* Recorded data *

┌──

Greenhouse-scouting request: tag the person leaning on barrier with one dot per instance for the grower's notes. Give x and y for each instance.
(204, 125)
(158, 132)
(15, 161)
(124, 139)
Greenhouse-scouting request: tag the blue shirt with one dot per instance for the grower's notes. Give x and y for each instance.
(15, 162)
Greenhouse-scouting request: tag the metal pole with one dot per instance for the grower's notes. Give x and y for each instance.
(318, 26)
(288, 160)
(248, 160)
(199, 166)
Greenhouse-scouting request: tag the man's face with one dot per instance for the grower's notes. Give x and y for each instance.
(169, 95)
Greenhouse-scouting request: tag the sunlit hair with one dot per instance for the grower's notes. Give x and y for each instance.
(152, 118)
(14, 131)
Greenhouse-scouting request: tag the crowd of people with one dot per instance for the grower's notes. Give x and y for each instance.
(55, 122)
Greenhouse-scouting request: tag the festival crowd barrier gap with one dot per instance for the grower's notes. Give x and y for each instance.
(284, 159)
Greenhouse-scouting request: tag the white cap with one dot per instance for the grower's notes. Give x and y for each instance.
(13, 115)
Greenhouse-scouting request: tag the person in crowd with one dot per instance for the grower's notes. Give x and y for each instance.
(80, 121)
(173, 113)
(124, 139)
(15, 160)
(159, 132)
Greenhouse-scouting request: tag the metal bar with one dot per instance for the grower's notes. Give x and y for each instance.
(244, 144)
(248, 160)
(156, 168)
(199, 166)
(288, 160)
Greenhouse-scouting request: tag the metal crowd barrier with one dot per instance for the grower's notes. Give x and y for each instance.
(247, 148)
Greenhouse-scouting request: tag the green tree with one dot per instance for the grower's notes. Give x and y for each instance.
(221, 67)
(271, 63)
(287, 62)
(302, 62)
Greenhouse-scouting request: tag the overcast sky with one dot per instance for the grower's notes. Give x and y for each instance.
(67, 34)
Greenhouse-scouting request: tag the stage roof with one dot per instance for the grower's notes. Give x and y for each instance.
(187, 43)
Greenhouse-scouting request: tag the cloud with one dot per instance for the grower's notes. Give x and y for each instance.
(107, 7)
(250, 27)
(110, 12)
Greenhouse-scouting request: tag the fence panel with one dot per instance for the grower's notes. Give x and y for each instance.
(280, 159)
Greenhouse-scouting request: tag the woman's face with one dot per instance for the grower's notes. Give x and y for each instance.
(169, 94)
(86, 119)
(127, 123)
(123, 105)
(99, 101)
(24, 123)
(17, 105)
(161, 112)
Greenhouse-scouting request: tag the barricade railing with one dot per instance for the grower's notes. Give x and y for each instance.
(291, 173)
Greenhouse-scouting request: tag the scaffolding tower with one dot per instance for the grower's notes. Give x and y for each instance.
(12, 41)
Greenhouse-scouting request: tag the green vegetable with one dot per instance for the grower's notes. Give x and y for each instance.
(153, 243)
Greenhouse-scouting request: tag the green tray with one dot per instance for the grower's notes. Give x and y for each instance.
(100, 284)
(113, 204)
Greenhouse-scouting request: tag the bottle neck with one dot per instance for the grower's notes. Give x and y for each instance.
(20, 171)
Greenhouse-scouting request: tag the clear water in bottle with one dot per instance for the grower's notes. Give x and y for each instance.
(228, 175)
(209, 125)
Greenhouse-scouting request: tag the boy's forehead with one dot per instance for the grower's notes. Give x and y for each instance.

└──

* Your objective *
Recopy the entries above in their entirety, exactly.

* Expected answer *
Greenhouse-scouting request: tag the person leaning on barrier with one dot per instance for the grower's notes. Give x and y for each instance.
(204, 125)
(158, 132)
(15, 161)
(124, 139)
Greenhouse-scouting request: tag the blue shirt with one dot per instance for the grower's notes. Give x and y for each instance.
(15, 162)
Greenhouse-scouting request: tag the metal pole with one dot per instance for the grower's notes. Give x and y for each instance.
(318, 26)
(288, 160)
(248, 160)
(199, 166)
Greenhouse-scouting request: tag the man's face with one dot per instance for the grower's notes. Give x and y for each instance.
(169, 95)
Greenhouse-scouting request: tag the sunlit hair with one dot per instance for the grower's notes. Give x and y for each instance.
(152, 118)
(14, 131)
Greenhouse-scouting request: tag the crowd of people with one dot per instance for the grower's notes. Give x and y for each instance.
(55, 122)
Greenhouse-scouting request: tag the festival crowd barrier gap with one dot per instance for the grower's notes. Give x and y for each instance.
(284, 159)
Greenhouse-scouting request: tag the white cap with one dot per instance for the grower's notes. Give x and y for each instance.
(13, 115)
Greenhouse-scouting request: tag the person in crowd with one dot per instance for the grower's notes. Give x and y for each instance.
(80, 121)
(173, 113)
(124, 139)
(15, 160)
(159, 132)
Greenhouse-scouting request: tag the metal bar with one dot per instance for the grower's notes. Give x and y for each instance.
(244, 144)
(248, 160)
(156, 168)
(199, 166)
(288, 160)
Greenhouse-scouting request: tag the metal crowd barrier with one dot per instance for the grower's notes. Give x and y for each instance.
(247, 148)
Greenhouse-scouting request: tag the green tree with one dot per instance for the grower's notes. Give x and y for each instance.
(221, 67)
(271, 63)
(287, 62)
(302, 62)
Greenhouse-scouting request: tag the overcast sky with one dot per instance for the grower's notes. Give x and y for each instance.
(67, 34)
Greenhouse-scouting request: tag the stage roof with one dot per instance for the grower's notes. Give x and y for each instance.
(187, 43)
Greenhouse-scouting request: tag the cloud with one dot per instance for the grower's notes. Give x and y for each instance.
(107, 7)
(250, 27)
(110, 12)
Greenhouse-scouting request: tag the fence panel with one dot per instance for the grower's notes. Give x and y for each instance.
(280, 159)
Greenhouse-scouting request: tag the woman's face with one dot per instance for the grower's notes. Give x and y for each instance.
(169, 94)
(86, 119)
(127, 123)
(123, 105)
(99, 101)
(24, 123)
(17, 105)
(161, 112)
Greenhouse-scouting request: tag the barricade railing with one dot per instance for the grower's notes. Give x and y for each instance.
(291, 173)
Greenhouse-scouting request: tag the scaffolding tower with one dot per instance for the grower's notes. Give x and y for each instance.
(12, 41)
Greenhouse-scouting request: tag the green vegetable with one dot per instance for the grower's notes. Give x and y for each instance.
(153, 243)
Greenhouse-scouting request: tag the green tray with one dot per instance for the grower's notes. Give x and y for each instance.
(100, 284)
(113, 204)
Greenhouse-scouting request: tag the bottle neck with one dot per instance for the grower's notes. Give x and y for each instance.
(20, 171)
Greenhouse-scouting request: tag the clear water in bottle with one dot per instance for the grower's notes. Give x and y for each instance.
(228, 175)
(209, 125)
Greenhouse-scouting request: tag the boy's forehead with one dot per instance for the grower's notes. Give x and y for each instance.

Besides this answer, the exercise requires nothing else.